**WRITTEN PROBLEM:**
Duplicate the records verbatim, beginning at the line that contains "pixel 289 11." and stopping after the line that contains "pixel 375 326".

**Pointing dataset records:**
################

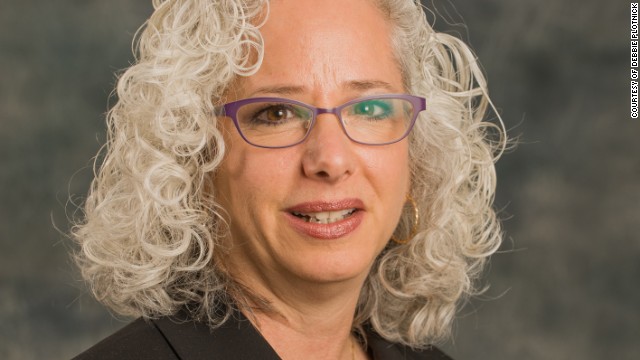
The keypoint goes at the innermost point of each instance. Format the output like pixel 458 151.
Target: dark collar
pixel 238 339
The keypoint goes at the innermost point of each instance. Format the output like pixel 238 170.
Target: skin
pixel 320 53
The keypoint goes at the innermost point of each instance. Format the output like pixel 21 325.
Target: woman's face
pixel 322 53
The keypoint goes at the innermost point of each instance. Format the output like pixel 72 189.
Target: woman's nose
pixel 328 152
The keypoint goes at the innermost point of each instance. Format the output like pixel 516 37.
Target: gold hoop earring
pixel 414 227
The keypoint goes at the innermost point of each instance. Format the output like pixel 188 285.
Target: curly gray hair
pixel 150 235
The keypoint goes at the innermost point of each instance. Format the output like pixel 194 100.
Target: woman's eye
pixel 275 114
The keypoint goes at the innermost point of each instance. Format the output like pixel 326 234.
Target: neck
pixel 307 320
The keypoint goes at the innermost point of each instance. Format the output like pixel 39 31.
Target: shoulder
pixel 138 340
pixel 383 349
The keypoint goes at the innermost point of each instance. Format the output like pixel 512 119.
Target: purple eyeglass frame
pixel 231 110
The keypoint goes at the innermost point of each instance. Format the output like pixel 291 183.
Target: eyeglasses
pixel 271 122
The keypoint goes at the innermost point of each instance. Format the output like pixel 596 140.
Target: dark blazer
pixel 173 338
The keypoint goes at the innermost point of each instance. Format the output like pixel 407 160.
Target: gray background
pixel 565 285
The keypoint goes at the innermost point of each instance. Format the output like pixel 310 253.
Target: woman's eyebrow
pixel 363 85
pixel 354 85
pixel 283 90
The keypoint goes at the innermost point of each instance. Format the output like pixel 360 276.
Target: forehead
pixel 319 44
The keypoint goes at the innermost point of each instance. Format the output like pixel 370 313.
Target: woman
pixel 271 190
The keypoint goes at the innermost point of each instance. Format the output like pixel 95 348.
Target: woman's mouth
pixel 325 217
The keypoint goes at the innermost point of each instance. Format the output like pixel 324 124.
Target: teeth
pixel 325 217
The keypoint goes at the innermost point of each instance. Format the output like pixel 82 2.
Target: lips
pixel 326 219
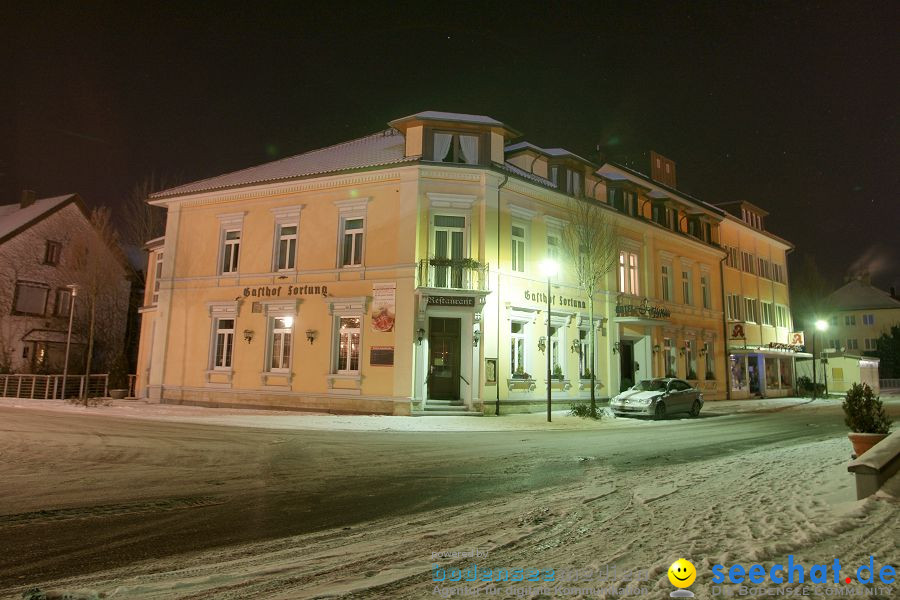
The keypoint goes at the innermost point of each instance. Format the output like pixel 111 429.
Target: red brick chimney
pixel 27 199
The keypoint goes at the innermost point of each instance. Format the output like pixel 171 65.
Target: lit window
pixel 628 273
pixel 287 247
pixel 704 291
pixel 518 248
pixel 224 343
pixel 517 348
pixel 157 274
pixel 456 148
pixel 31 298
pixel 348 340
pixel 687 290
pixel 63 302
pixel 666 282
pixel 52 252
pixel 352 242
pixel 231 247
pixel 280 343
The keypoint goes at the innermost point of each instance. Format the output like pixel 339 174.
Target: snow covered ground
pixel 236 417
pixel 757 506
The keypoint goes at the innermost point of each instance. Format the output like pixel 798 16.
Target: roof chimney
pixel 27 199
pixel 662 169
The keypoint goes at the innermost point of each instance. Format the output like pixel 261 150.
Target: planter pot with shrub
pixel 864 415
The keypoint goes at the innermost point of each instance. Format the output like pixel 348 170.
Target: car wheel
pixel 660 413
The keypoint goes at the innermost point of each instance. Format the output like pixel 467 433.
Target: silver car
pixel 657 398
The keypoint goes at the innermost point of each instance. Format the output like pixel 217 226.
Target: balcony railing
pixel 452 274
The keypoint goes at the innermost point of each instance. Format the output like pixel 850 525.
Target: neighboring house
pixel 44 247
pixel 399 272
pixel 860 314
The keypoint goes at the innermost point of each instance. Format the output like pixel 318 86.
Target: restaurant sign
pixel 644 309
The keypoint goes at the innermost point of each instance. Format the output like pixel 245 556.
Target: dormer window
pixel 456 148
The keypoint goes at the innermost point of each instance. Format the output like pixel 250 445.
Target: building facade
pixel 48 247
pixel 399 273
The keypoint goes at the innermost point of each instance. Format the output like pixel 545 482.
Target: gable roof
pixel 858 295
pixel 379 149
pixel 14 218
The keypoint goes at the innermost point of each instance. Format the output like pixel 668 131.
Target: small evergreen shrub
pixel 864 411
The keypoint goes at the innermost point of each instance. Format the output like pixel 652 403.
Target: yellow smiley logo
pixel 682 573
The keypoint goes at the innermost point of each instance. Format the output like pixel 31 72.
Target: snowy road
pixel 277 513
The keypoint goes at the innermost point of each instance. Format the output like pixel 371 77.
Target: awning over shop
pixel 50 336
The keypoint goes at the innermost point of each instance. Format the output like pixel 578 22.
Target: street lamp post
pixel 820 326
pixel 549 268
pixel 74 289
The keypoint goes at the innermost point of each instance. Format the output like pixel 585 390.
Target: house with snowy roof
pixel 398 273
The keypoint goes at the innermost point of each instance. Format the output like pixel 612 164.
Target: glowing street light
pixel 821 325
pixel 549 268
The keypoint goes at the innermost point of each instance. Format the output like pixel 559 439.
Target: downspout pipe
pixel 725 328
pixel 497 387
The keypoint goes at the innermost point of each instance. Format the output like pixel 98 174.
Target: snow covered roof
pixel 379 149
pixel 554 152
pixel 858 295
pixel 14 218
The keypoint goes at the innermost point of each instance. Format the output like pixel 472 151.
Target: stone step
pixel 446 413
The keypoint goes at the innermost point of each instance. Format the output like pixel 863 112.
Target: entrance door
pixel 626 361
pixel 443 358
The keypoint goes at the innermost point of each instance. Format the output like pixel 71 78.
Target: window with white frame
pixel 669 355
pixel 553 246
pixel 781 316
pixel 704 290
pixel 687 288
pixel 734 307
pixel 231 248
pixel 352 233
pixel 751 310
pixel 767 313
pixel 517 348
pixel 63 302
pixel 690 360
pixel 157 275
pixel 30 298
pixel 449 245
pixel 748 265
pixel 518 248
pixel 286 250
pixel 347 344
pixel 223 343
pixel 732 257
pixel 666 282
pixel 584 354
pixel 280 343
pixel 455 148
pixel 628 273
pixel 710 357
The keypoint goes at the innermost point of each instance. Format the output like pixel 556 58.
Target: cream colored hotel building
pixel 398 273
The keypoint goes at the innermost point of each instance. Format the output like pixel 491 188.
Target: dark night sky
pixel 789 105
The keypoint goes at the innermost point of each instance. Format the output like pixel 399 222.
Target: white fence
pixel 31 387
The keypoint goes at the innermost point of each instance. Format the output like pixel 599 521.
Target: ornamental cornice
pixel 263 192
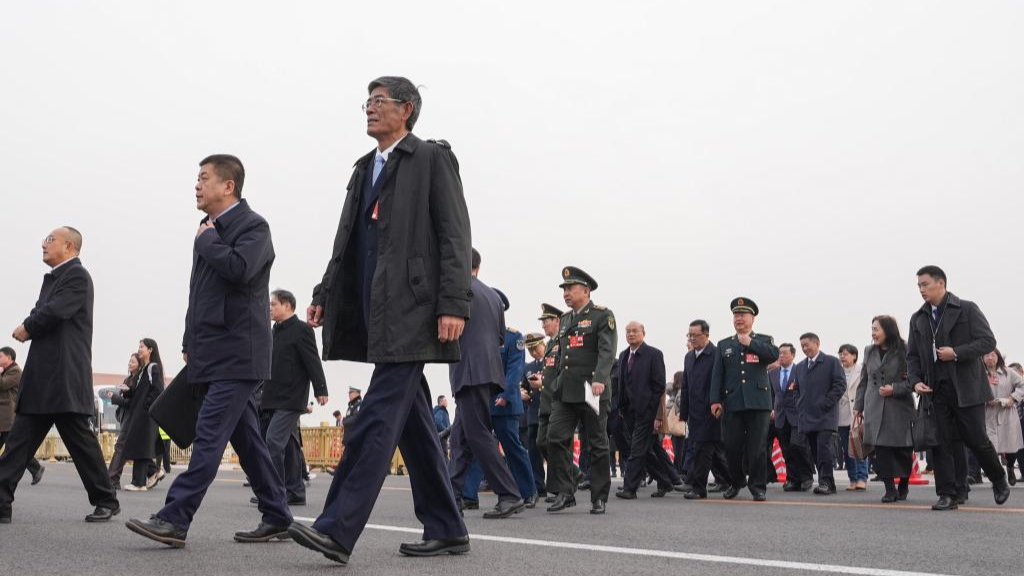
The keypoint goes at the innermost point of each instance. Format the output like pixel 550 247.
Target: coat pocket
pixel 418 281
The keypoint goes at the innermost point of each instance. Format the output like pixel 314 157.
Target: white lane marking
pixel 668 553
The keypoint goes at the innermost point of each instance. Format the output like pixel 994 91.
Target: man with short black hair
pixel 56 383
pixel 947 339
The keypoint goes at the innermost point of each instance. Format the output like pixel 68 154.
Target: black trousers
pixel 968 425
pixel 471 438
pixel 796 452
pixel 30 430
pixel 747 437
pixel 563 421
pixel 643 458
pixel 820 443
pixel 395 412
pixel 34 465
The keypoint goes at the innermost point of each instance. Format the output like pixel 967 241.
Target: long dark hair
pixel 894 341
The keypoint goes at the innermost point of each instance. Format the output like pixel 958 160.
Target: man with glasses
pixel 395 293
pixel 56 383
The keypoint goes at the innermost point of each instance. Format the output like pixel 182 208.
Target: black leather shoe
pixel 102 513
pixel 1000 490
pixel 159 530
pixel 263 533
pixel 945 503
pixel 436 547
pixel 561 502
pixel 505 508
pixel 317 541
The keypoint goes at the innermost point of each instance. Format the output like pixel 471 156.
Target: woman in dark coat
pixel 139 429
pixel 885 407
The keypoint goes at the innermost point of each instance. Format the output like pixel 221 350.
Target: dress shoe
pixel 435 547
pixel 505 508
pixel 263 533
pixel 561 502
pixel 317 541
pixel 102 513
pixel 160 530
pixel 1000 490
pixel 945 503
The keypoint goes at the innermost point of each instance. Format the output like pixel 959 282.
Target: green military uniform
pixel 739 382
pixel 587 341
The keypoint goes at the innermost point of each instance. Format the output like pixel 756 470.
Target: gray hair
pixel 400 89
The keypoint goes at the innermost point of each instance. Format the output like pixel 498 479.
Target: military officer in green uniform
pixel 740 395
pixel 550 318
pixel 587 343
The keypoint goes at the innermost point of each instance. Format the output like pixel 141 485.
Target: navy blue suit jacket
pixel 481 342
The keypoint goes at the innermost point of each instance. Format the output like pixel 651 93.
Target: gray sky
pixel 808 155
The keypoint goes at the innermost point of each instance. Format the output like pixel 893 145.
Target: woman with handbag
pixel 1001 421
pixel 884 407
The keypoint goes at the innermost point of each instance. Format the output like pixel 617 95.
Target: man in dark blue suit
pixel 785 416
pixel 821 382
pixel 226 346
pixel 694 409
pixel 641 373
pixel 396 292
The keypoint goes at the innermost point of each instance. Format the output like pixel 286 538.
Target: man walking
pixel 227 348
pixel 396 292
pixel 56 384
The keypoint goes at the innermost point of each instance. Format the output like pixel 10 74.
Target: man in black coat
pixel 641 374
pixel 226 347
pixel 785 417
pixel 395 293
pixel 948 338
pixel 694 409
pixel 295 363
pixel 821 382
pixel 56 383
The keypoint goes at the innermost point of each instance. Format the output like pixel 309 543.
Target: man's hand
pixel 450 328
pixel 314 316
pixel 203 227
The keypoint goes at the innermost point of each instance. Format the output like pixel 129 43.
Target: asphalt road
pixel 790 534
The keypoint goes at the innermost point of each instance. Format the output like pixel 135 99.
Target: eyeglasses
pixel 378 101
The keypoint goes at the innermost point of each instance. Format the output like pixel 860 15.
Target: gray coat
pixel 887 420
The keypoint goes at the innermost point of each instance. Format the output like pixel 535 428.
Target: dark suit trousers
pixel 564 418
pixel 796 452
pixel 821 453
pixel 966 424
pixel 471 438
pixel 747 436
pixel 228 413
pixel 643 454
pixel 395 412
pixel 30 430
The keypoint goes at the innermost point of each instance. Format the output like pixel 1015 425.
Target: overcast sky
pixel 810 156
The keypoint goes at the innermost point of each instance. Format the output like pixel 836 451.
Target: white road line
pixel 668 553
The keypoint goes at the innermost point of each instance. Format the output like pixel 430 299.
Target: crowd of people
pixel 401 289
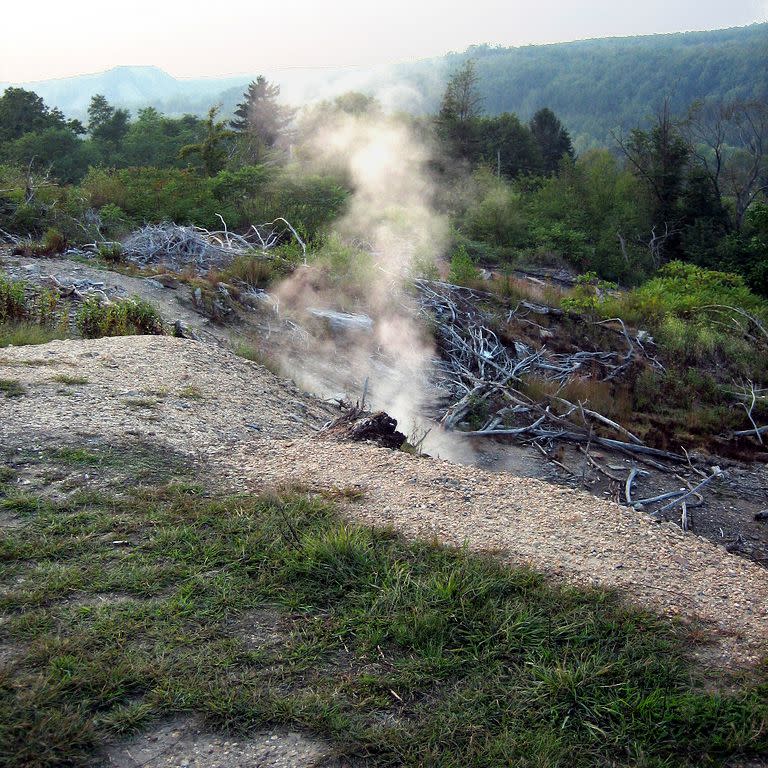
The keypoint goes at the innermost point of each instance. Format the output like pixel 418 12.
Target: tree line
pixel 690 186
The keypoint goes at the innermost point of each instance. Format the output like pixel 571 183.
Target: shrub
pixel 255 271
pixel 111 252
pixel 13 301
pixel 121 318
pixel 28 333
pixel 463 269
pixel 54 241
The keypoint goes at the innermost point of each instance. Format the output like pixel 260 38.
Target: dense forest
pixel 595 86
pixel 689 185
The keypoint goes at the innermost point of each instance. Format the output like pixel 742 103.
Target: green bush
pixel 463 269
pixel 111 252
pixel 13 301
pixel 121 318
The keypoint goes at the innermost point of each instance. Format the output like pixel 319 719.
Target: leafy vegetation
pixel 119 318
pixel 405 653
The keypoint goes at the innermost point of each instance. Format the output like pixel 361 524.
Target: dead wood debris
pixel 478 369
pixel 359 425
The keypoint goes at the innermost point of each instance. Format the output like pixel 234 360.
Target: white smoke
pixel 391 211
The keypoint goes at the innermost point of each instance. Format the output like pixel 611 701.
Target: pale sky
pixel 44 39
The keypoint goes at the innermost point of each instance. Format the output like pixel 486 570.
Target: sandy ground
pixel 252 430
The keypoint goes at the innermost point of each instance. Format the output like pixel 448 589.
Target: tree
pixel 730 144
pixel 106 124
pixel 553 139
pixel 259 119
pixel 506 145
pixel 54 149
pixel 659 157
pixel 24 111
pixel 155 140
pixel 212 149
pixel 459 109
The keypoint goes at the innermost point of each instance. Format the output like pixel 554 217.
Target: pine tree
pixel 553 139
pixel 259 119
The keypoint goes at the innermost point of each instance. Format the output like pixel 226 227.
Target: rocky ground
pixel 249 429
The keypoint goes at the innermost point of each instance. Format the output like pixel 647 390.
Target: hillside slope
pixel 593 85
pixel 246 429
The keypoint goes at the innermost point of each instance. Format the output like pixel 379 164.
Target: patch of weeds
pixel 343 493
pixel 65 378
pixel 190 393
pixel 127 464
pixel 20 334
pixel 406 652
pixel 12 388
pixel 119 318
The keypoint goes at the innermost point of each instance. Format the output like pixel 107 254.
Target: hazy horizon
pixel 186 41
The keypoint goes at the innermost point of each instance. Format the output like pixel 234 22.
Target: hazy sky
pixel 191 38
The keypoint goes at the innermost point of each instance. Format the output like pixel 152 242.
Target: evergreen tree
pixel 259 119
pixel 107 125
pixel 24 111
pixel 553 139
pixel 212 149
pixel 459 110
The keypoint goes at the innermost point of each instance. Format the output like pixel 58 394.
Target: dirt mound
pixel 249 429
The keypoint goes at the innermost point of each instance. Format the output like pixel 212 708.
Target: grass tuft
pixel 264 611
pixel 12 388
pixel 65 378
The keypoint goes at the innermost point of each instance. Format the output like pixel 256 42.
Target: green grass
pixel 398 653
pixel 143 403
pixel 12 388
pixel 249 351
pixel 190 393
pixel 19 334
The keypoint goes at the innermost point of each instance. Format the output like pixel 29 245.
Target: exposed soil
pixel 185 743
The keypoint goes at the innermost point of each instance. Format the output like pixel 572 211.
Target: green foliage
pixel 112 253
pixel 681 289
pixel 259 120
pixel 153 195
pixel 13 300
pixel 589 295
pixel 120 318
pixel 496 215
pixel 623 77
pixel 552 138
pixel 28 316
pixel 466 661
pixel 212 148
pixel 344 266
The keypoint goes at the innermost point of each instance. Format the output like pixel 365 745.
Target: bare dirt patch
pixel 185 743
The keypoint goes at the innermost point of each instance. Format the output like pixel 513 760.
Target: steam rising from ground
pixel 391 215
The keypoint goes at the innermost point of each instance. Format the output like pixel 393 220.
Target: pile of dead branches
pixel 476 365
pixel 179 247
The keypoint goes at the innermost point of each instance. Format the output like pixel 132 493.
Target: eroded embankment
pixel 252 430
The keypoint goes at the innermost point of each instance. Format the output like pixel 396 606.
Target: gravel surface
pixel 185 744
pixel 252 430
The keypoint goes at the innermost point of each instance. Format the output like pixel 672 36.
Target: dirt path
pixel 253 430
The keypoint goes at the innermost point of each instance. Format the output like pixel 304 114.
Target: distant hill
pixel 598 85
pixel 595 86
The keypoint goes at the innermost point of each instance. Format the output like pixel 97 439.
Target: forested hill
pixel 597 85
pixel 594 85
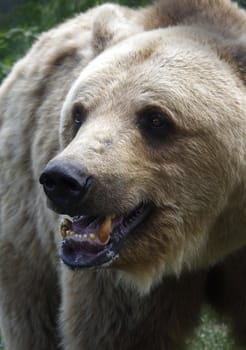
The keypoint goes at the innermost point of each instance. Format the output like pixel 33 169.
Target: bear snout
pixel 65 186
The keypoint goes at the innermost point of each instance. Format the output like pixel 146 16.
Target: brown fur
pixel 191 249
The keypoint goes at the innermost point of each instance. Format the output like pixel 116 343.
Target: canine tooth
pixel 104 231
pixel 65 227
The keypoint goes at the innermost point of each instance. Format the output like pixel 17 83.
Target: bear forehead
pixel 160 56
pixel 174 64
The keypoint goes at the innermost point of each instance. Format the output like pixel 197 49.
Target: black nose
pixel 65 185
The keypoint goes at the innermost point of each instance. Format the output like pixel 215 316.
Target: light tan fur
pixel 194 71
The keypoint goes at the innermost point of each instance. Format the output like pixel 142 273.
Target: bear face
pixel 153 135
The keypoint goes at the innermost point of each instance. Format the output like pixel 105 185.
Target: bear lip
pixel 82 246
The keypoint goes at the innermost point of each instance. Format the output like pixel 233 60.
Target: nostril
pixel 48 182
pixel 65 183
pixel 71 185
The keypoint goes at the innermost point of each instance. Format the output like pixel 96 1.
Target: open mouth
pixel 96 240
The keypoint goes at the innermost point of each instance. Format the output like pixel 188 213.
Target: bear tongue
pixel 96 229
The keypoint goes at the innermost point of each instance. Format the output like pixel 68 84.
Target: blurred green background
pixel 20 23
pixel 22 20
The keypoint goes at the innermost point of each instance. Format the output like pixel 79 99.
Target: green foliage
pixel 20 27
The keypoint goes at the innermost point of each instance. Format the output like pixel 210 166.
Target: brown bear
pixel 141 119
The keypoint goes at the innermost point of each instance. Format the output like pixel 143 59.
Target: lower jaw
pixel 78 252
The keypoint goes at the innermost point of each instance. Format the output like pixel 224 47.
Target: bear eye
pixel 154 122
pixel 78 115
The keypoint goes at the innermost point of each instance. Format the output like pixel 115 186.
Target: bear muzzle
pixel 65 186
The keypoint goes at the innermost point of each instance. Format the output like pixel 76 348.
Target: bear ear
pixel 112 24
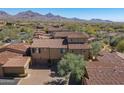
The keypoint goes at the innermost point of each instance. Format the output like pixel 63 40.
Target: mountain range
pixel 30 15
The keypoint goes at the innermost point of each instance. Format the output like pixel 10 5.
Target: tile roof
pixel 11 51
pixel 109 69
pixel 79 46
pixel 71 34
pixel 18 61
pixel 48 43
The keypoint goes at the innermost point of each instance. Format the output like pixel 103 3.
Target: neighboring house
pixel 13 59
pixel 53 49
pixel 107 70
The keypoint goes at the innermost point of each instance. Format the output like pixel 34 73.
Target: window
pixel 62 50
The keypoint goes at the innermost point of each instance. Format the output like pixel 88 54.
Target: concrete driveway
pixel 36 77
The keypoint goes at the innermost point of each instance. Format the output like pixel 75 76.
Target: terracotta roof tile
pixel 48 43
pixel 11 51
pixel 109 69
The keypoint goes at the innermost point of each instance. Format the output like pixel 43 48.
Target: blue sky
pixel 114 14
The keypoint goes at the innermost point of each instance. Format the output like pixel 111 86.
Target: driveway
pixel 36 77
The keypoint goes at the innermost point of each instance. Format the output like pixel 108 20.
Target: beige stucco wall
pixel 85 53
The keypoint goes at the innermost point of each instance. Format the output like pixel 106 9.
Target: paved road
pixel 36 77
pixel 9 81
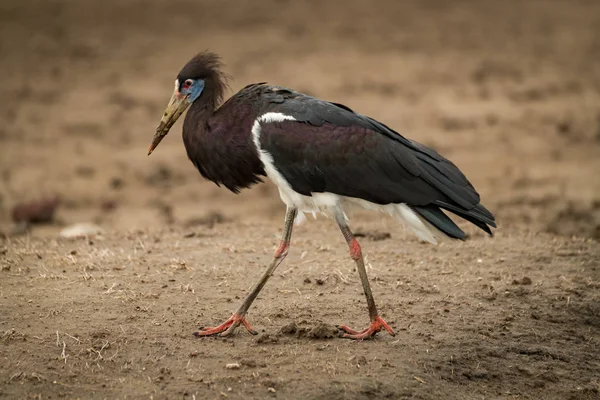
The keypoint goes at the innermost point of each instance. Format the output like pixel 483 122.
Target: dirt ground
pixel 509 90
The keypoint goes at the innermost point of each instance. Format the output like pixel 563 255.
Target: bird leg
pixel 377 323
pixel 227 327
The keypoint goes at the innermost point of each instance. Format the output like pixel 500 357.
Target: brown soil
pixel 509 90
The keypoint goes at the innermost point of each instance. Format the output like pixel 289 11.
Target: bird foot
pixel 227 327
pixel 376 325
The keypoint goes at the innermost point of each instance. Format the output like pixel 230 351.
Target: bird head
pixel 200 78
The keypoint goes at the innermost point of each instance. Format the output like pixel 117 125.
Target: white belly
pixel 329 204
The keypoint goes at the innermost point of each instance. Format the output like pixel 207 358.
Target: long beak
pixel 177 105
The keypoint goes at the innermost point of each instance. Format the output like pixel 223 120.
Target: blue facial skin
pixel 193 91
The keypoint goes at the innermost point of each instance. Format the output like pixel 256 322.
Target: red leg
pixel 227 327
pixel 377 323
pixel 375 326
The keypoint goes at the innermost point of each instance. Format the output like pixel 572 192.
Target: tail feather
pixel 441 221
pixel 478 216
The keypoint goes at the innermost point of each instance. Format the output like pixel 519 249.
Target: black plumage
pixel 317 147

################

**TASK RESULT:**
The keypoint goes at the innermost point of each instance. Format the output like pixel 289 11.
Target: bird foot
pixel 227 327
pixel 376 325
The keypoint goes at the innermost point of each instance. Format the output like pixel 230 351.
Target: bird head
pixel 200 78
The keypoint goes at the innermost point of each instance. Format the output like pixel 117 125.
Target: white belly
pixel 329 204
The keypoint goes at the innermost point of each instance. Format the output like pixel 207 358.
Target: long beak
pixel 177 105
The keypoint goes at the innermost point of each instance. Format the output like pixel 223 120.
Target: blue facial skin
pixel 193 91
The keypoint goes at the innermost point of each instance. Format the output like pixel 256 322.
Target: red leg
pixel 227 327
pixel 377 323
pixel 375 326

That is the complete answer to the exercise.